▶ [TRECHO DA PÁGINA]:

::::::::::

Um dos pontos altos do debate entre os presidenciáveis, na noite desta quinta (9), na TV Bandeirantes, foram os devaneios do Cabo Daciolo sobre um plano secreto para implementar a União das Repúblicas Socialistas da América Latina (Ursal).

A esquerda é um dos maiores sacos de gatos, com pessoas que brigam até sobre qual o lado correto de quebrar um ovo. Não raro, ela é tratada como um bloco monolítico – que pensa igual, age igual, reclama igual. Talvez por isso, há quem acredite que comunistas e socialistas estejam prestes a dominar o continente. Mal sabem que as esquerdas desses países são diferentes, brigam entre si e não conseguem nem fazem com que um gato faça cocô na caixinha, quanto mais unificar a América Latina em uma ”pátria grande” revolucionária.

”A democracia é uma delícia, uma beleza, mas ela tem certos custos”, lamentou de forma bem-humorada Ciro Gomes diante do surto do colega, que o acusou de estar por trás desses planos.

Coincidentemente (ou não), Cabo Daciolo era bombeiro antes de ser eleito deputado federal, mesma profissão de Guy Montag, protagonista de ”Fahrenheit 451”, de Ray Bradbury – que foi transposto para a tela por François Truffaut (1966) e Ramin Bahrani (2018). Na obra de ficção, bombeiros não apagavam incêndios, mas os provocavam. Queimavam livros, proibidos sob o argumento de que opiniões individuais tornavam pessoais antissociais e infelizes. O pensamento crítico era combatido. Quem lia era preso e ”reeducado”. Se uma casa tinha livros, bombeiros eram chamados para por tudo a baixo.

O incendiário Daciolo, que propôs alterar a Constituição Federal de ”todo o poder emana do povo” para ”todo o poder emana de Deus” também acredita no poder da reeducação – à sua imagem e semelhança. ”Eu quero deixar uma mensagem para os ateus, para os cristãos de forma geral, o espírita, o católico, a Umbanda, o evangélico, que vamos levar a nação a clamar o Senhor”, afirmou no debate.

No dia 10 de maio de 1933, montanhas de livros foram criadas nas praças de diversas cidades da Alemanha. O regime nazista queria fazer uma limpeza da literatura e de todos os escritos que desviassem dos padrões que eles queriam impor. Centenas de milhares queimaram até as cinzas. Einstein, Mann, Freud, entre outros, foram perseguidos por ousarem pensar diferente da maioria. A Alemanha ”purificou pelo fogo” as ”ideias imundas deles”, da mesma forma que, durante a Contra-Reforma, a Santa Inquisição purificou com fogo a carne, o sangue e os ossos daqueles que ousaram discordar.

::::::::::

▶ [LINHAS FORNECIDAS]:
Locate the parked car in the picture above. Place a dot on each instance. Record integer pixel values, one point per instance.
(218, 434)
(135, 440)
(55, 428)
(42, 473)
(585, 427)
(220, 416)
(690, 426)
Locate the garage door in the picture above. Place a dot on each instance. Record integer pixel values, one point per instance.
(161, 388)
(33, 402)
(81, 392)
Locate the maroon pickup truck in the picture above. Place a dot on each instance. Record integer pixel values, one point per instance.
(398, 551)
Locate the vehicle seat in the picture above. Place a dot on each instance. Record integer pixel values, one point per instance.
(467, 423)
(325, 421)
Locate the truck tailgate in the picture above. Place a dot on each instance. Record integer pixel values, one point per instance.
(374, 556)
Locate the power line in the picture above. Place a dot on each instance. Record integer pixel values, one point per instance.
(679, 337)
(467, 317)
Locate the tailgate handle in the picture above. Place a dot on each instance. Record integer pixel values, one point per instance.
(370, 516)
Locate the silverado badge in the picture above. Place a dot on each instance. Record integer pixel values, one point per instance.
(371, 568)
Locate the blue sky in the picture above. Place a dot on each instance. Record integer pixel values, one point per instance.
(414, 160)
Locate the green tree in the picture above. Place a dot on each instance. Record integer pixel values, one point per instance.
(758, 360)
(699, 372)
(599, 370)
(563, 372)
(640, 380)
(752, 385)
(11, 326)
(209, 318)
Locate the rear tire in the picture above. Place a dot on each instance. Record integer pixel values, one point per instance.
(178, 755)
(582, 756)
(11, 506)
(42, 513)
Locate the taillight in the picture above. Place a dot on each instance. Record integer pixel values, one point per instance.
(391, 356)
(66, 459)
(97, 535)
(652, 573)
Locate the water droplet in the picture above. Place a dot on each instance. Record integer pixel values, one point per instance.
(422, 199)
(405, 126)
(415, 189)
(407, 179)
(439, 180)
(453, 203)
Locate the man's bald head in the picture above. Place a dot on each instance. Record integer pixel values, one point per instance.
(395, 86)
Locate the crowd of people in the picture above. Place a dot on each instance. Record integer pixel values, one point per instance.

::::::::::

▶ [O QUE FAZER]:
a) Extraia do trecho da página, sem alterações, tudo o que vai de "Coincidentemente (ou não), Cabo" até "tudo a baixo.".
b) Filtre as linhas fornecidas, mantendo somente aquelas que contêm a palavra "truck". Diferencie maiúsculas de minúsculas.

▶ [RESULTADOS DAS TAREFAS]:
a)
Coincidentemente (ou não), Cabo Daciolo era bombeiro antes de ser eleito deputado federal, mesma profissão de Guy Montag, protagonista de ”Fahrenheit 451”, de Ray Bradbury – que foi transposto para a tela por François Truffaut (1966) e Ramin Bahrani (2018). Na obra de ficção, bombeiros não apagavam incêndios, mas os provocavam. Queimavam livros, proibidos sob o argumento de que opiniões individuais tornavam pessoais antissociais e infelizes. O pensamento crítico era combatido. Quem lia era preso e ”reeducado”. Se uma casa tinha livros, bombeiros eram chamados para por tudo a baixo.

b)
Locate the maroon pickup truck in the picture above. Place a dot on each instance. Record integer pixel values, one point per instance.
Locate the truck tailgate in the picture above. Place a dot on each instance. Record integer pixel values, one point per instance.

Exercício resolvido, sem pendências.